Selected passage
____
News & Updates

Professor Philip James CBE

Food Standards Scotland is saddened to learn that Professor Phil James sadly lost his battle with lifelong lung disease and died in the early hours of Friday 6th October 2023.

Professor James qualified in physiology and medicine at University College London, before working at the Medical Research Council Unit in Tropical Metabolism in Jamaica for three years. He then moved on to Harvard University  as a Wellcome Trust Fellow before returning to the UK, where he organised and delivered public health/nutrition teaching at the London School of Hygiene and Tropical Medicine.  From 1974-82 he ran the Dunn Clinical Nutrition Centre and was Director of the Rowett Research Institute in Aberdeen from 1982-1999, and was elected to Fellowship of the Royal Society of Edinburgh (FRSE) in 1986.

In 1999 Professor James returned to the London School of Hygiene with his newly established International Obesity Task Force. His research career started with the development of new approaches to treating malnourished children, before developing the current scientific approaches to assessing individual and national food and energy needs.

Professor James chaired and wrote the first public health nutrition policy reports for Scotland, and several policy reports for the UK, before chairing and writing reports for WHO Europe, and then the WHO 797 report on diet and public health for malnourished and chronic disease prone countries.
____
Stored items
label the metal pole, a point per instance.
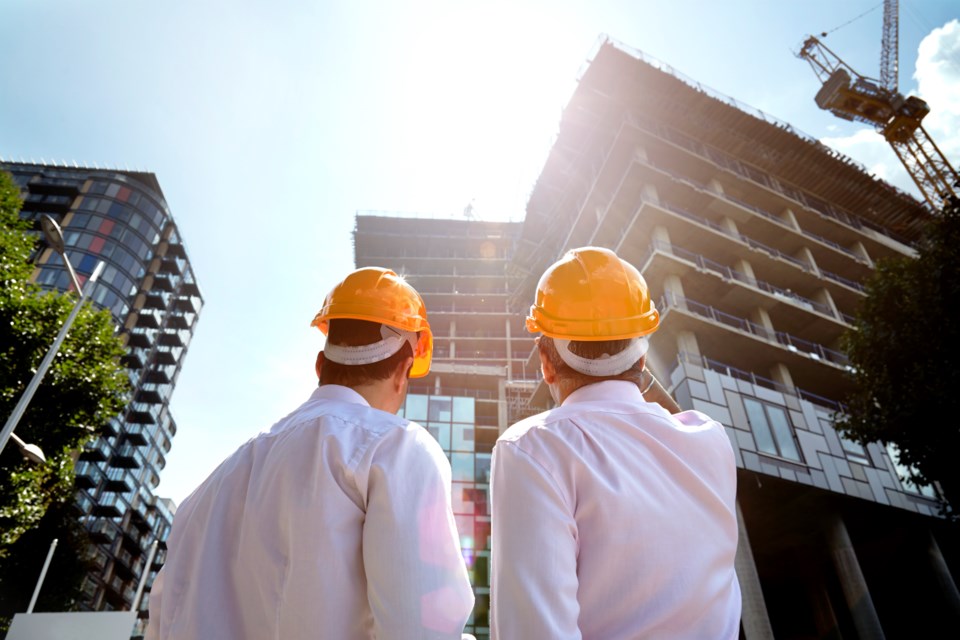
(143, 578)
(42, 369)
(43, 574)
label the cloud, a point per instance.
(938, 83)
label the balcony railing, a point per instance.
(790, 342)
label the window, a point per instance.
(855, 451)
(771, 429)
(907, 475)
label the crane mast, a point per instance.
(889, 64)
(852, 96)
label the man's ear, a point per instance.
(319, 365)
(402, 373)
(546, 367)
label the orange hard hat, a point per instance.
(591, 294)
(379, 295)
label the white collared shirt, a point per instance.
(335, 523)
(613, 519)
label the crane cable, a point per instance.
(824, 34)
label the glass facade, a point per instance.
(148, 284)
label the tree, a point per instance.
(904, 350)
(83, 389)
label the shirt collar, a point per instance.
(605, 390)
(338, 392)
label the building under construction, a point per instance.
(756, 241)
(460, 267)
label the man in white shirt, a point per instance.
(613, 514)
(335, 523)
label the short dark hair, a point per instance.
(572, 379)
(353, 333)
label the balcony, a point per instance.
(135, 434)
(162, 283)
(147, 319)
(125, 458)
(103, 532)
(728, 338)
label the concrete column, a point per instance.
(753, 618)
(453, 341)
(823, 614)
(506, 332)
(854, 585)
(673, 290)
(944, 579)
(649, 193)
(661, 239)
(687, 344)
(780, 373)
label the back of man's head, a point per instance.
(374, 320)
(358, 333)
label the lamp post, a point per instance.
(55, 237)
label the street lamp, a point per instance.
(55, 237)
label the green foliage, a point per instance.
(904, 349)
(83, 389)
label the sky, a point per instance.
(271, 124)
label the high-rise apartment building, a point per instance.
(121, 218)
(460, 269)
(756, 241)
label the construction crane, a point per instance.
(851, 96)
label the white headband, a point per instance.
(393, 341)
(605, 365)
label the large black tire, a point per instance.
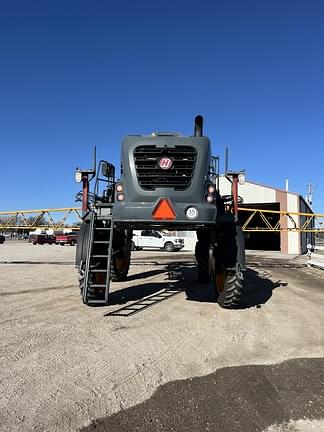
(120, 260)
(230, 296)
(202, 256)
(229, 256)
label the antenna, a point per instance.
(310, 190)
(226, 160)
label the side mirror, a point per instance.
(107, 169)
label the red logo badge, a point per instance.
(165, 163)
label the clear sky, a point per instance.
(75, 73)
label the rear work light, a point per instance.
(211, 189)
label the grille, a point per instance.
(151, 176)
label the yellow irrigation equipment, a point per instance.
(253, 220)
(258, 220)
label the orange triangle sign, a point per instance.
(164, 210)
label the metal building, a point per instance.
(258, 196)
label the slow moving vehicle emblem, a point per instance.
(165, 163)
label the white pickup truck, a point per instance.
(152, 239)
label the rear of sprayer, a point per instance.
(167, 182)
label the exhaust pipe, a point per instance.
(199, 122)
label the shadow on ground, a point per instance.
(258, 287)
(233, 399)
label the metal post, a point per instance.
(85, 192)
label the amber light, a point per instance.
(164, 210)
(119, 187)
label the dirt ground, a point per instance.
(65, 366)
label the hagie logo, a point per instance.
(165, 163)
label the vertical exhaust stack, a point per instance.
(199, 122)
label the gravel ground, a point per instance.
(65, 366)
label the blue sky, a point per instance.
(78, 73)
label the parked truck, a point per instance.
(66, 239)
(167, 181)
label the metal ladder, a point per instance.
(98, 261)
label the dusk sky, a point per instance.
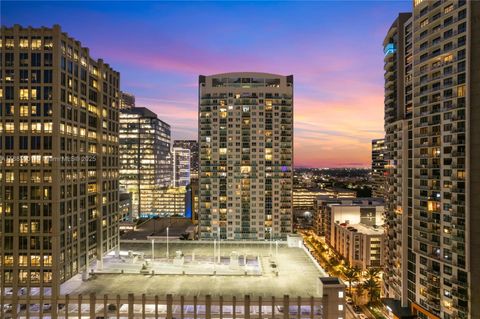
(333, 49)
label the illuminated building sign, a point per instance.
(389, 49)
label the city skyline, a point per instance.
(339, 71)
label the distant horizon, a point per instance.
(333, 49)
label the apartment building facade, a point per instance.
(246, 155)
(192, 146)
(378, 168)
(439, 268)
(59, 158)
(145, 158)
(181, 166)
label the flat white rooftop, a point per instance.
(291, 271)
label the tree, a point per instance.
(373, 273)
(352, 275)
(373, 289)
(358, 293)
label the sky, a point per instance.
(333, 49)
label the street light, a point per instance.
(153, 249)
(167, 245)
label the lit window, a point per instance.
(24, 110)
(36, 44)
(23, 94)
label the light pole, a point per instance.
(167, 245)
(214, 251)
(276, 249)
(219, 255)
(153, 249)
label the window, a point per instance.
(23, 94)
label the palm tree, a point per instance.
(373, 289)
(373, 273)
(352, 275)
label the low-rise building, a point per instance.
(353, 228)
(125, 207)
(360, 245)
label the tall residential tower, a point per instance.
(145, 158)
(441, 271)
(246, 155)
(378, 168)
(59, 158)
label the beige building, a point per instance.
(432, 143)
(355, 231)
(246, 155)
(366, 211)
(378, 168)
(59, 159)
(145, 159)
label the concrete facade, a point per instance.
(246, 155)
(59, 159)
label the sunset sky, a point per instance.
(333, 49)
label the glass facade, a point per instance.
(145, 158)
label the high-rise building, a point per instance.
(398, 65)
(59, 159)
(378, 168)
(181, 167)
(145, 158)
(127, 100)
(246, 155)
(353, 230)
(433, 224)
(191, 145)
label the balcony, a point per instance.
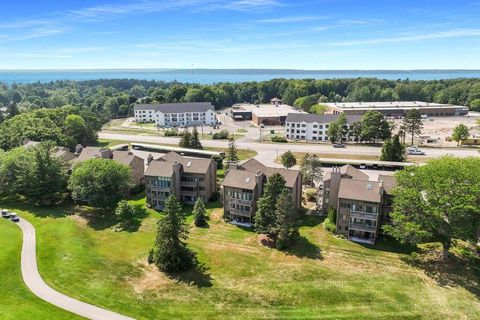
(240, 212)
(363, 215)
(363, 227)
(240, 201)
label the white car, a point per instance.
(415, 152)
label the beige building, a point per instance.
(362, 205)
(185, 177)
(127, 158)
(243, 186)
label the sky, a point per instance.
(264, 34)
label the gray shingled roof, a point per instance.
(359, 190)
(177, 107)
(319, 118)
(240, 179)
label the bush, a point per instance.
(214, 197)
(221, 135)
(171, 133)
(330, 226)
(311, 194)
(279, 139)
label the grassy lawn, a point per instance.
(17, 301)
(322, 276)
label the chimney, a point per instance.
(149, 158)
(259, 182)
(106, 154)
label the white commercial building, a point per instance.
(312, 127)
(176, 114)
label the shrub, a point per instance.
(221, 135)
(214, 197)
(279, 139)
(171, 133)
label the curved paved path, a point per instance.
(35, 283)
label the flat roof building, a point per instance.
(396, 108)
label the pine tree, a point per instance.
(288, 159)
(171, 253)
(264, 219)
(284, 230)
(186, 138)
(199, 213)
(195, 140)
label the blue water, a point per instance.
(212, 76)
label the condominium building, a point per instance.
(313, 127)
(396, 108)
(176, 114)
(127, 158)
(185, 177)
(362, 205)
(243, 186)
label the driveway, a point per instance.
(35, 283)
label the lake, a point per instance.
(208, 76)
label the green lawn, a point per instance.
(320, 277)
(17, 302)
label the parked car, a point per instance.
(14, 217)
(5, 213)
(415, 152)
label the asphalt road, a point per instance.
(267, 152)
(35, 283)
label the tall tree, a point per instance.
(413, 123)
(437, 202)
(48, 180)
(232, 153)
(195, 140)
(265, 216)
(284, 230)
(100, 182)
(170, 253)
(460, 132)
(288, 159)
(200, 213)
(375, 127)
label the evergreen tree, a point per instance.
(199, 213)
(413, 122)
(48, 180)
(311, 169)
(393, 150)
(460, 132)
(12, 110)
(195, 140)
(232, 153)
(288, 159)
(185, 141)
(284, 229)
(265, 216)
(170, 253)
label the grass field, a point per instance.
(320, 277)
(17, 302)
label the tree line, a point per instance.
(114, 98)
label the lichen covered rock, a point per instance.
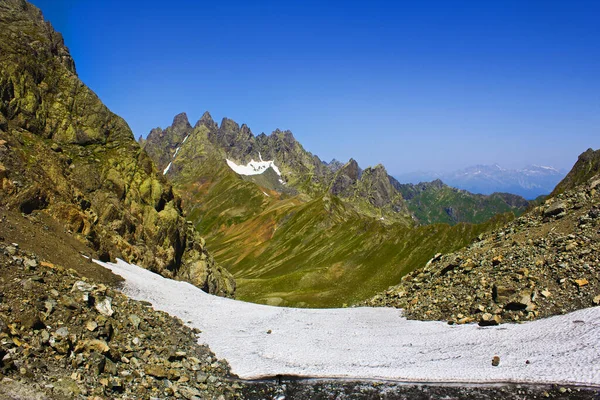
(67, 154)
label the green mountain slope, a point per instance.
(64, 153)
(435, 202)
(544, 263)
(314, 236)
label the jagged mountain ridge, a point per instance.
(372, 190)
(432, 202)
(308, 242)
(62, 152)
(529, 182)
(302, 172)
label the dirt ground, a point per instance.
(40, 233)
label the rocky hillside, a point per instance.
(63, 152)
(544, 263)
(372, 191)
(63, 336)
(319, 235)
(586, 167)
(529, 182)
(435, 202)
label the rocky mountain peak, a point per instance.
(83, 166)
(206, 120)
(587, 166)
(245, 132)
(181, 121)
(229, 125)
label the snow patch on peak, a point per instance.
(253, 167)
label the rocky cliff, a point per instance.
(64, 153)
(434, 202)
(543, 263)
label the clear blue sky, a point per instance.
(415, 85)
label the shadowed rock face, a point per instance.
(587, 166)
(64, 152)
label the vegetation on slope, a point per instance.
(435, 202)
(64, 152)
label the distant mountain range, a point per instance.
(297, 231)
(529, 182)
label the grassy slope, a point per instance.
(318, 253)
(431, 206)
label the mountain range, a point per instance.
(210, 202)
(529, 182)
(298, 231)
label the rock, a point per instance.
(91, 325)
(190, 393)
(83, 287)
(110, 367)
(555, 209)
(104, 307)
(488, 319)
(158, 371)
(97, 345)
(62, 332)
(30, 263)
(502, 294)
(135, 320)
(32, 321)
(581, 282)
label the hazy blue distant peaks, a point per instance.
(529, 182)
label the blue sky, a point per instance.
(415, 85)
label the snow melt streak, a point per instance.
(374, 342)
(253, 167)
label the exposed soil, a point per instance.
(40, 233)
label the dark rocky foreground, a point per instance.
(309, 389)
(65, 336)
(544, 263)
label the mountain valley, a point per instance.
(300, 232)
(366, 287)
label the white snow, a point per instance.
(253, 167)
(375, 343)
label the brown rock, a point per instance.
(502, 294)
(581, 282)
(157, 371)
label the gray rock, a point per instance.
(555, 209)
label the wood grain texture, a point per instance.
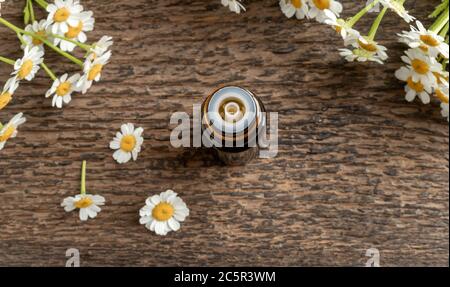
(358, 166)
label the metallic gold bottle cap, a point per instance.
(232, 114)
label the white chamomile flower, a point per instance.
(77, 33)
(100, 47)
(299, 8)
(413, 88)
(163, 213)
(127, 143)
(9, 130)
(62, 14)
(398, 8)
(41, 29)
(365, 50)
(234, 5)
(341, 26)
(423, 67)
(444, 111)
(27, 67)
(8, 91)
(86, 203)
(318, 7)
(92, 71)
(62, 90)
(427, 41)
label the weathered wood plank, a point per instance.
(358, 167)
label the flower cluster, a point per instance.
(426, 60)
(63, 30)
(161, 214)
____
What is required
Rewrite the part of the tribute to Professor James that begins at the words "Professor James chaired" and stops after "disease prone countries.", swapping "chronic disease prone" for "chronic-disease-prone".

Result of this task
Professor James chaired and wrote the first public health nutrition policy reports for Scotland, and several policy reports for the UK, before chairing and writing reports for WHO Europe, and then the WHO 797 report on diet and public health for malnourished and chronic-disease-prone countries.